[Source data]
┄┄┄┄┄┄┄┄┄┄┄┄┄┄┄┄┄┄┄┄
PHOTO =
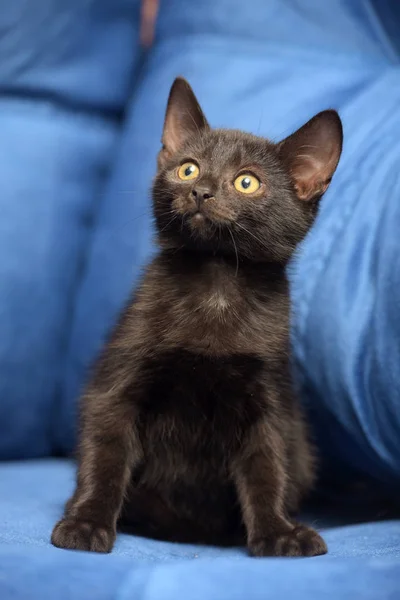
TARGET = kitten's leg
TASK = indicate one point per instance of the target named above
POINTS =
(261, 478)
(109, 450)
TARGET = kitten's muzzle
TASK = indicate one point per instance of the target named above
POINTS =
(202, 194)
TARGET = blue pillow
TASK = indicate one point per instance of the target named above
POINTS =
(65, 75)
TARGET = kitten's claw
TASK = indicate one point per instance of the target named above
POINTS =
(300, 541)
(76, 534)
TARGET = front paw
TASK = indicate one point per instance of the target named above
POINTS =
(299, 541)
(76, 534)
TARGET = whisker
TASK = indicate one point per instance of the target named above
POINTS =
(236, 252)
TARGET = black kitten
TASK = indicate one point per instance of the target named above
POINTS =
(190, 428)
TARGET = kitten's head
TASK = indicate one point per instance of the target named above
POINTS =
(228, 192)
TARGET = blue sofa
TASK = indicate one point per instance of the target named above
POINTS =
(81, 113)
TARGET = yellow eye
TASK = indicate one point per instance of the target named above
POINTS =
(247, 183)
(188, 171)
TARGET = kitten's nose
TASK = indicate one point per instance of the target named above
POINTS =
(202, 193)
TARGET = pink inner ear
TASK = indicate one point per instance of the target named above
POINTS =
(312, 153)
(184, 117)
(310, 177)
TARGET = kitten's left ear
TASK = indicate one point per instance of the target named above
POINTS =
(183, 119)
(312, 153)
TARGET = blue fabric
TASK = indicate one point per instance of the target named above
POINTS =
(346, 324)
(59, 126)
(364, 559)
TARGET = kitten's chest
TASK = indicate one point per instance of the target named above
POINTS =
(220, 311)
(197, 408)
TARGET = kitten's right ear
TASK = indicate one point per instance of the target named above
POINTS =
(183, 119)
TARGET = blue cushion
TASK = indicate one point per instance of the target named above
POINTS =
(59, 125)
(363, 557)
(346, 286)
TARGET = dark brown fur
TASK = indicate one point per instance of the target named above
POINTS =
(190, 428)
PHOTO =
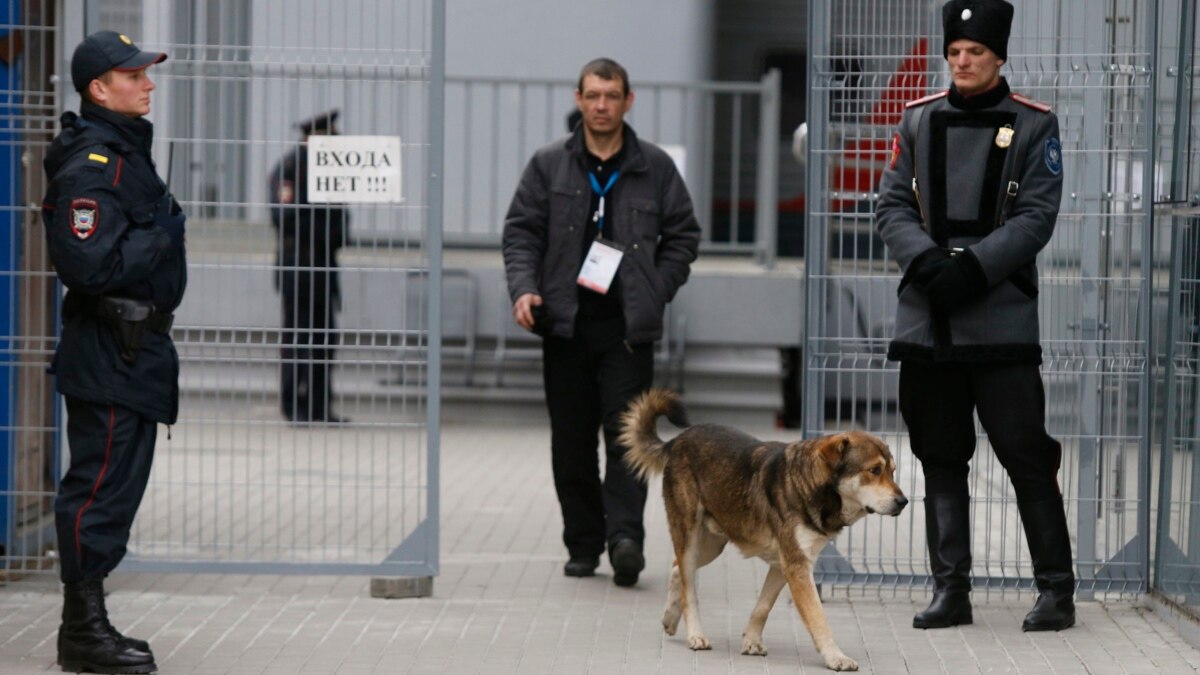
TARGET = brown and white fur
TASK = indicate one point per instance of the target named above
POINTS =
(777, 501)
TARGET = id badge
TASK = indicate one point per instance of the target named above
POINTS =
(600, 266)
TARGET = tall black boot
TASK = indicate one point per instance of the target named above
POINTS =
(1045, 529)
(948, 533)
(87, 639)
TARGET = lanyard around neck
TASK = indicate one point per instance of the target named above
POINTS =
(598, 217)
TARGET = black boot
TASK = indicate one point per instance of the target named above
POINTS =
(89, 643)
(948, 533)
(1045, 529)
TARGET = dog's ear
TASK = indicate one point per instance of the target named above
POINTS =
(832, 451)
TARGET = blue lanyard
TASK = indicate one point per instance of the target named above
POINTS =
(598, 217)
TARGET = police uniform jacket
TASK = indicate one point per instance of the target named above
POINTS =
(982, 174)
(310, 234)
(102, 226)
(652, 217)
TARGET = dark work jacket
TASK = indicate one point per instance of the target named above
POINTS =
(948, 184)
(544, 233)
(100, 163)
(310, 234)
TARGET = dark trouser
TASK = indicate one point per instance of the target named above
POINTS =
(589, 381)
(937, 402)
(305, 387)
(112, 449)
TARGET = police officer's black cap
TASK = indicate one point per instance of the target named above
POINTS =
(108, 51)
(987, 22)
(324, 123)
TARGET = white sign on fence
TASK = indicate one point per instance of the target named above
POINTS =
(354, 169)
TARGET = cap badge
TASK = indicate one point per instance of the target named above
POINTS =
(1005, 136)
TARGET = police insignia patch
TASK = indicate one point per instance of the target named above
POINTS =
(84, 217)
(1054, 156)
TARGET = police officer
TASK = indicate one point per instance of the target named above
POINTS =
(306, 258)
(115, 237)
(969, 198)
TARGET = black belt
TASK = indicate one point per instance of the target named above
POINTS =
(108, 308)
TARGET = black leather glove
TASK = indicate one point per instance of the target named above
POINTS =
(171, 217)
(959, 282)
(925, 267)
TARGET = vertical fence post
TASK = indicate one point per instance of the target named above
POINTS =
(433, 230)
(767, 199)
(815, 174)
(1145, 315)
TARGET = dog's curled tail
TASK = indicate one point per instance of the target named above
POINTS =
(647, 453)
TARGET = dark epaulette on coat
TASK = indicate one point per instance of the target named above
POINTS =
(927, 99)
(1026, 101)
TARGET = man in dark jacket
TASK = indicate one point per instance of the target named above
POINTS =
(970, 197)
(598, 239)
(115, 237)
(306, 258)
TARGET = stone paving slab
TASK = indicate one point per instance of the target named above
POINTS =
(501, 605)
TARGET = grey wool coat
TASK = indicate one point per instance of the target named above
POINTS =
(981, 174)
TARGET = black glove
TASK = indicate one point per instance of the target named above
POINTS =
(925, 267)
(171, 217)
(959, 282)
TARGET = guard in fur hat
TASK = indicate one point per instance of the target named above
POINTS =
(969, 198)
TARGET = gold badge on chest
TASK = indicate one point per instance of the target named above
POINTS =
(1005, 136)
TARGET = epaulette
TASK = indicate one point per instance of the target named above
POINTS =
(925, 100)
(1026, 101)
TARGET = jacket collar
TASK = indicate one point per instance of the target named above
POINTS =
(634, 159)
(136, 132)
(987, 100)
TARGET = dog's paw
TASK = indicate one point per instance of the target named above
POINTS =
(840, 662)
(753, 646)
(671, 620)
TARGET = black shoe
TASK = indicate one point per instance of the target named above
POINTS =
(581, 566)
(1050, 613)
(87, 639)
(949, 608)
(627, 562)
(948, 536)
(1045, 530)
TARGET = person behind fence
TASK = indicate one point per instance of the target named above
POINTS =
(115, 237)
(598, 239)
(306, 276)
(969, 198)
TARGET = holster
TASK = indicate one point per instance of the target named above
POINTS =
(127, 318)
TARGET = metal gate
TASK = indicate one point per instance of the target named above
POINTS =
┄┄┄┄┄┄┄┄┄┄┄┄┄┄┄┄┄┄┄┄
- **TASK INSTRUCTIONS**: Turn the part of the material that begins with the line containing "TARGET = white sign on fence" and ends with the line containing "(1054, 156)" into a Markdown table with the columns Row and Line. Give each line its own numbered row and skip any blank lines.

- **WRITTEN RESPONSE**:
| Row | Line |
|---|---|
| 1 | TARGET = white sign on fence |
| 2 | TASK = indicate one point per instance of the target named above |
| 3 | POINTS = |
| 4 | (354, 169) |
| 5 | TARGET = cap badge |
| 6 | TASK = indicate one point per instance of the target named above |
| 7 | POINTS = |
| 8 | (1005, 136) |
| 9 | TARGET = police insignia patch |
| 10 | TASK = indicate one point per instance of the target named above |
| 11 | POINTS = |
| 12 | (84, 217) |
| 13 | (1054, 156) |